- GOAL -
Only the lines from the one containing "Each instance of the dirt" to the end of the entries should be written out, each exactly as it stands, both ends included.

======== EXERCISE INPUTS ========

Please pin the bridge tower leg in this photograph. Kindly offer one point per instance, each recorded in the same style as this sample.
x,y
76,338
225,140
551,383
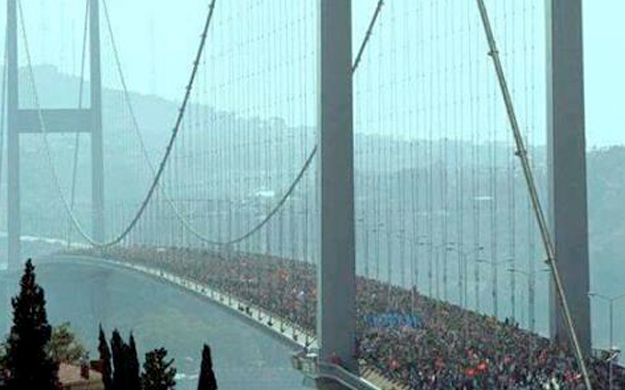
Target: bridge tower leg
x,y
567,165
336,319
97,147
56,121
13,140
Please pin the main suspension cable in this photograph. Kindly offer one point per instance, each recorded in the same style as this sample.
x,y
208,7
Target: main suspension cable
x,y
272,212
165,158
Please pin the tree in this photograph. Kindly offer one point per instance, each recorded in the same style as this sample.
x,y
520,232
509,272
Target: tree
x,y
64,346
27,361
207,376
134,374
105,358
158,374
119,361
125,363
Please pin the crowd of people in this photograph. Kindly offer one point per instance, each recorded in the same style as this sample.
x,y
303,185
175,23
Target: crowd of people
x,y
447,348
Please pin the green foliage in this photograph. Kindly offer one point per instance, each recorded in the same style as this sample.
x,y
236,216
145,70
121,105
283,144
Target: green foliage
x,y
158,374
28,362
64,346
105,358
125,364
207,376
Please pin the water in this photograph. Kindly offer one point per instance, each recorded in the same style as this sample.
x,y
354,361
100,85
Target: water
x,y
160,315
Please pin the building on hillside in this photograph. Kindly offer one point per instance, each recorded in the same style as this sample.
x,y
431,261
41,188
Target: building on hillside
x,y
79,378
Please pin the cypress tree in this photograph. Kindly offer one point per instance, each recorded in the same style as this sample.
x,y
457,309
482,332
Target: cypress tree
x,y
158,374
105,358
134,375
120,371
207,376
27,361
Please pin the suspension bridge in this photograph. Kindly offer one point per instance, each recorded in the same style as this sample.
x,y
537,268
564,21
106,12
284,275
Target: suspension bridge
x,y
345,175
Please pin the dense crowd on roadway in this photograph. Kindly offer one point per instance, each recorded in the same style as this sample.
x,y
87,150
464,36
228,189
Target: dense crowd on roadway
x,y
451,348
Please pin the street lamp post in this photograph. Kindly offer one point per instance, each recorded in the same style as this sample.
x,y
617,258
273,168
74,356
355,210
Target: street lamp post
x,y
610,301
531,294
463,279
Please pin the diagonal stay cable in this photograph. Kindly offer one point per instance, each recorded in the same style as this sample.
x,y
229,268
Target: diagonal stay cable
x,y
294,184
533,192
165,158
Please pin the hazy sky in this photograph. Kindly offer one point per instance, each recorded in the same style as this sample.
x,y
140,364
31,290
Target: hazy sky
x,y
167,31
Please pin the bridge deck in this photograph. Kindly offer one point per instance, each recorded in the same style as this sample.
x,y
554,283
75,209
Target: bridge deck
x,y
284,331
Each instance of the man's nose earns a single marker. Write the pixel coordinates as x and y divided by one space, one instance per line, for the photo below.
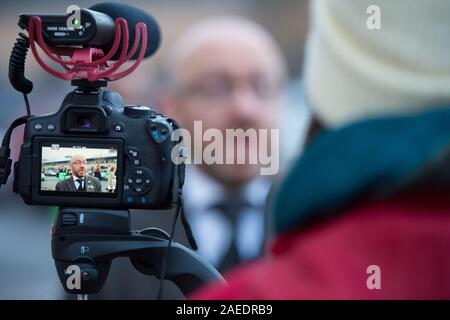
245 104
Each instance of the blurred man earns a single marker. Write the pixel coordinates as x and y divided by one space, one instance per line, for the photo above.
365 214
79 181
228 73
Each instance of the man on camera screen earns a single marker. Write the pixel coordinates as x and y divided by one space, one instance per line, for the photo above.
79 181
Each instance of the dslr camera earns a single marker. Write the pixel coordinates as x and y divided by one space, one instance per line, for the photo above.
97 152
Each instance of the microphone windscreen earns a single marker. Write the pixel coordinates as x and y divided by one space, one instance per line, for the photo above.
133 16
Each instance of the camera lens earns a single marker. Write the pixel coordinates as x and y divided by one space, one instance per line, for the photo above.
83 122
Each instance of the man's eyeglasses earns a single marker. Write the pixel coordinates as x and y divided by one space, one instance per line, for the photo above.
221 88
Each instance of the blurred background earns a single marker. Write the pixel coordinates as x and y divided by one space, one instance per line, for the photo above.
26 266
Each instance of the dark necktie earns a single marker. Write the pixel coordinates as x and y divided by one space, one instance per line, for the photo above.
231 208
80 184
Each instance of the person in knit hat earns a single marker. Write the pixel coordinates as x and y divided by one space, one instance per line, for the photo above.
365 211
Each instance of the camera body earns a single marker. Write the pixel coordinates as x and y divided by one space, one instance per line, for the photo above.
122 154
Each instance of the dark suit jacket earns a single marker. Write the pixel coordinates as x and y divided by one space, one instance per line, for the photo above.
92 184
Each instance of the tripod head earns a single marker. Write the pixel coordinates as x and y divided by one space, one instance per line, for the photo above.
85 241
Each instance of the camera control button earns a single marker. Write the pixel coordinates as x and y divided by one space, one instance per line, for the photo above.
118 127
138 189
142 200
133 152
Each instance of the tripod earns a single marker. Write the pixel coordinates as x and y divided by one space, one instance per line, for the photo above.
85 241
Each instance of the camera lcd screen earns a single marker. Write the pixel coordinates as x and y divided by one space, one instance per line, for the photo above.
78 169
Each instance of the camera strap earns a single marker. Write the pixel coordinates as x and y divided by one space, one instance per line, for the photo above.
5 151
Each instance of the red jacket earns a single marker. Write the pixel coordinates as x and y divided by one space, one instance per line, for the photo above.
408 237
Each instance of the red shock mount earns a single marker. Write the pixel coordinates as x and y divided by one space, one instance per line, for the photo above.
90 63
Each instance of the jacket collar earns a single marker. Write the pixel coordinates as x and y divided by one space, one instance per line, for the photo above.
376 157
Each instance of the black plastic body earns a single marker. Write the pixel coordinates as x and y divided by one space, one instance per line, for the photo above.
96 28
93 241
141 136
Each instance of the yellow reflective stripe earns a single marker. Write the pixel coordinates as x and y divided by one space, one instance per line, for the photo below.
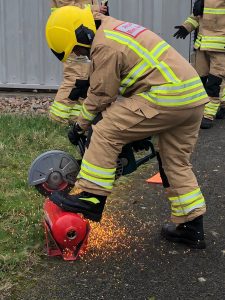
187 199
132 77
211 108
185 196
214 11
193 22
183 87
92 200
60 110
101 182
86 114
142 52
109 171
93 171
87 6
61 106
176 100
213 46
53 9
159 49
140 69
206 38
65 111
182 211
59 113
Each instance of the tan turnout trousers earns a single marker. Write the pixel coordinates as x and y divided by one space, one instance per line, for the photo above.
123 122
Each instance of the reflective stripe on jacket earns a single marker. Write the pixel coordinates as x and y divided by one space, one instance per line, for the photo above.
79 3
131 59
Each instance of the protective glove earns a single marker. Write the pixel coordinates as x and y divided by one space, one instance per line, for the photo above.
181 33
76 134
198 8
141 145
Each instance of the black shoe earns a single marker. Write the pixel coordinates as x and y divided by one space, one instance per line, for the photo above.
189 233
221 113
88 204
206 123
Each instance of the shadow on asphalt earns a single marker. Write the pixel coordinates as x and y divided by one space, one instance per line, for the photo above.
129 260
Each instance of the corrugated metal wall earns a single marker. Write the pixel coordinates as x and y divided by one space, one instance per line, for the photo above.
25 60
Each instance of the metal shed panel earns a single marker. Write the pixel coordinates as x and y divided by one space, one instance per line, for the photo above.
25 60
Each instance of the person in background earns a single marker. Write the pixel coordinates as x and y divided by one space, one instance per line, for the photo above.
209 18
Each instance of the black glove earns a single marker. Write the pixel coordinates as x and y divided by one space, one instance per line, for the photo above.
141 145
181 33
76 134
198 8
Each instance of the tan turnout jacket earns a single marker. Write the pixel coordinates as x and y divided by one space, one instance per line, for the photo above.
79 3
131 59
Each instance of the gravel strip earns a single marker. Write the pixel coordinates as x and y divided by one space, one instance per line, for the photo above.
35 104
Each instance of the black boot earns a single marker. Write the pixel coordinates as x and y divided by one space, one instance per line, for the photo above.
221 113
88 204
189 233
206 123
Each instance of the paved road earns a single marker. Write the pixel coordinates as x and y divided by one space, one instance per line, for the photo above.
129 260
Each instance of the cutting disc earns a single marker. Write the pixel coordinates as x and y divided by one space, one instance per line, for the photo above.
53 170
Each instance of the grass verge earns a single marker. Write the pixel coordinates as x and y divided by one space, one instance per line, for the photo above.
22 139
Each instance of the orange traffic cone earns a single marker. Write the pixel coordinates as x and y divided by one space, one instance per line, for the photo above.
155 179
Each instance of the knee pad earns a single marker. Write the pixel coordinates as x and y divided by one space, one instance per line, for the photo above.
80 90
162 173
204 80
213 86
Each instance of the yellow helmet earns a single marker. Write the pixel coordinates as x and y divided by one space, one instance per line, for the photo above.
68 27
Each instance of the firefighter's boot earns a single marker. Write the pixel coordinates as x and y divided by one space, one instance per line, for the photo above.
88 204
206 123
221 113
189 233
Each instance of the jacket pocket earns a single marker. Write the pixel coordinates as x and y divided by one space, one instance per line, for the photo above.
126 113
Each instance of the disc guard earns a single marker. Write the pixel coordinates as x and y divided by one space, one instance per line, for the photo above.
53 170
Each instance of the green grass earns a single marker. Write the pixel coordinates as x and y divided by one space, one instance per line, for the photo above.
22 139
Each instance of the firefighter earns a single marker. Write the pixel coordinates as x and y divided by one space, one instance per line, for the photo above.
67 103
162 94
209 18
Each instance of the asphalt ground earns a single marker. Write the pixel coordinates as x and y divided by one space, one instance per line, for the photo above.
127 258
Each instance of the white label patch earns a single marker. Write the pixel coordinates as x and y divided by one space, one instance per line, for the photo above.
130 28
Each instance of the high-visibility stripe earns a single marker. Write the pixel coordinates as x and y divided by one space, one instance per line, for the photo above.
59 114
92 200
210 42
184 204
183 86
64 111
53 9
214 11
194 23
133 76
213 46
101 176
176 100
211 109
101 182
143 53
94 170
186 210
86 114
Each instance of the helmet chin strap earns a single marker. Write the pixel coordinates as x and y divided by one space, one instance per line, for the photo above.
84 35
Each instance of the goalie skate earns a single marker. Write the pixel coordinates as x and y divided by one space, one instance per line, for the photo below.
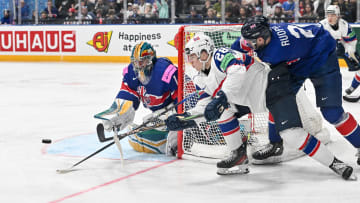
342 169
271 153
236 163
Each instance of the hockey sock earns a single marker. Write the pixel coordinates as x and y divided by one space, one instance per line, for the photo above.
273 136
349 128
298 138
356 81
231 132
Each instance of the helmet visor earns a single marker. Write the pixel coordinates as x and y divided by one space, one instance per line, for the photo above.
142 68
251 43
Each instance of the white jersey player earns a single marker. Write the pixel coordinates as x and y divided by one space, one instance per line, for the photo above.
341 31
233 78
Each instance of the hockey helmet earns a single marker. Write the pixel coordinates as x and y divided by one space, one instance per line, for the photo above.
255 27
199 43
143 57
333 9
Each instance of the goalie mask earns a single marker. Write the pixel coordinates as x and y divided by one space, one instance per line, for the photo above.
143 57
333 14
197 45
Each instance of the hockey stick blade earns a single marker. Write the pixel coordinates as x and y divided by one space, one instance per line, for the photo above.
100 132
352 99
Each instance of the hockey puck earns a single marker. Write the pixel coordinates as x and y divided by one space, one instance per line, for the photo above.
46 141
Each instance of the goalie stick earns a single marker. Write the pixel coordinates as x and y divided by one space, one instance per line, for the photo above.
351 98
100 127
121 136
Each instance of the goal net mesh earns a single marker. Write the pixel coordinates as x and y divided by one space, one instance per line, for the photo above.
206 140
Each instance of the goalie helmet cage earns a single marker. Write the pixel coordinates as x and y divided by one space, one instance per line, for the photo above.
207 140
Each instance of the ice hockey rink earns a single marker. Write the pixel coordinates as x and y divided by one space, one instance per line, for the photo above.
57 101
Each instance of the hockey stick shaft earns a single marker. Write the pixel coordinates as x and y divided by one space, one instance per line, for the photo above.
120 138
351 98
100 127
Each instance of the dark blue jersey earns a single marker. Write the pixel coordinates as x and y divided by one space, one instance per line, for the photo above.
303 47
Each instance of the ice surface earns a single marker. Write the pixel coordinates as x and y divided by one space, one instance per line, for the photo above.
58 100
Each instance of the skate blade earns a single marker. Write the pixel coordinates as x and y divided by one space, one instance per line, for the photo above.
270 160
353 177
240 169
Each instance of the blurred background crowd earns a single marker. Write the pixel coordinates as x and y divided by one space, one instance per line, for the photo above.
169 11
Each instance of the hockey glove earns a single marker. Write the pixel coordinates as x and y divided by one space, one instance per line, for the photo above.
216 107
174 122
353 61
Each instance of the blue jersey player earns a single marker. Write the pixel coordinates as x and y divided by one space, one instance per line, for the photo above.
296 53
152 81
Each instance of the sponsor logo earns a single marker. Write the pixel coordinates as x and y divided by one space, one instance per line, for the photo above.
101 41
284 122
38 41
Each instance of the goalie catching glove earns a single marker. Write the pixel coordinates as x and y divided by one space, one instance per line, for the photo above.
124 115
175 123
216 107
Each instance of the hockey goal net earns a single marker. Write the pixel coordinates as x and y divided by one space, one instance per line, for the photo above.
206 140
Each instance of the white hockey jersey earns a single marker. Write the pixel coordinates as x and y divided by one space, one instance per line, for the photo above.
344 33
242 78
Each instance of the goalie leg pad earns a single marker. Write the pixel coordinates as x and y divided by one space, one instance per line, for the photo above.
150 141
281 101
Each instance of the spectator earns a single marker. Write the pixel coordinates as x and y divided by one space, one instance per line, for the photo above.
278 15
129 11
50 10
25 10
288 8
71 14
111 16
149 11
243 14
113 5
309 16
44 16
207 6
301 8
86 15
163 9
142 7
258 11
194 17
6 19
211 17
101 5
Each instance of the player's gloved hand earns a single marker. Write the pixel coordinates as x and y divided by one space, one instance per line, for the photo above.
354 60
216 107
174 122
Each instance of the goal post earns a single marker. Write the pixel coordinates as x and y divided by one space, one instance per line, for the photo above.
206 140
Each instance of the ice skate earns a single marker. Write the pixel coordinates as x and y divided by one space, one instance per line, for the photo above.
349 90
271 152
343 169
236 163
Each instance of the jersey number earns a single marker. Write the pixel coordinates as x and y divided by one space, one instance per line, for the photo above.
296 31
221 53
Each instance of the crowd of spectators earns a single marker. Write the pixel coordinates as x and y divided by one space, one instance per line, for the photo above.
155 11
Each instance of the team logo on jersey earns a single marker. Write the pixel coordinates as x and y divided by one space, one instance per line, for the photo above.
101 41
144 97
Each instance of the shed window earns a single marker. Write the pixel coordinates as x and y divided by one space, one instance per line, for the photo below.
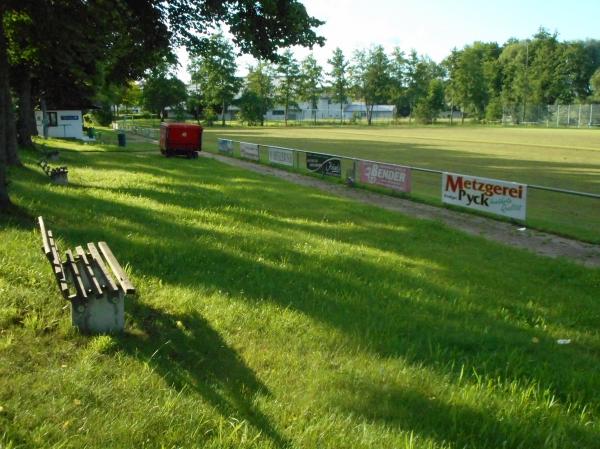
52 119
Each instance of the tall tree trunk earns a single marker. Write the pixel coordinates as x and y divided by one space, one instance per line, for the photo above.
4 93
7 115
44 116
26 120
223 113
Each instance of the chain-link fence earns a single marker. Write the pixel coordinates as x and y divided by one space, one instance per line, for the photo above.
557 115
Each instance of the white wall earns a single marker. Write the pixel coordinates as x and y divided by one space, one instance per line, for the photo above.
69 124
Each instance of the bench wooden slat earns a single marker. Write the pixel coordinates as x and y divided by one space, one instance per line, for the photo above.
51 252
77 280
95 286
45 242
107 281
126 285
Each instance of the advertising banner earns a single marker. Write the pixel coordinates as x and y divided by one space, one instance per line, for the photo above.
226 146
281 156
504 198
384 175
323 163
249 151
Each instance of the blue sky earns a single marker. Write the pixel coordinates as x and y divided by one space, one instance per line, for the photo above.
434 27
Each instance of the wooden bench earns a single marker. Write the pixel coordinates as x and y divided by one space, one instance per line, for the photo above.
58 175
96 294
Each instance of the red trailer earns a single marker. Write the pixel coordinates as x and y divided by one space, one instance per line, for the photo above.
180 139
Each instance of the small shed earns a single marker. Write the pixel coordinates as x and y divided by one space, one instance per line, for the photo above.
62 123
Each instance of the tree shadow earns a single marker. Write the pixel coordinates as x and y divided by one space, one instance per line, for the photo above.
191 355
460 425
409 311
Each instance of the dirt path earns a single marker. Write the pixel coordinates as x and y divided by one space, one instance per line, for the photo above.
538 242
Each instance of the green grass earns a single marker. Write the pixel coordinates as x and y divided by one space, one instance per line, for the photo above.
270 315
566 159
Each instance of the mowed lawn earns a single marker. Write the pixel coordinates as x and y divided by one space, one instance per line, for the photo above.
271 315
561 158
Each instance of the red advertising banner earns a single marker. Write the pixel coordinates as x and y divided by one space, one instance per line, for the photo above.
384 175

========

- FINAL ANSWER -
Each instance of the dirt path earns a single marker. Write the pixel coordinates as x and y divided by one space, one instance per line, for the photo above.
538 242
Each instance of the green grass earns a single marker. Write the pixel coordinates as x and y divided by one space, one instance per line, for the photo above.
270 315
566 159
Each instance of the mowed lawn earns a single marker. Write the pixel coordinates as x and y divided by one space, one instance per line, for the photo above.
271 315
561 158
Each instance of the red advertising banner earns a single marker. Write the pixel coordinates as x and y divided by one space, one instance per line, for the photo above.
384 175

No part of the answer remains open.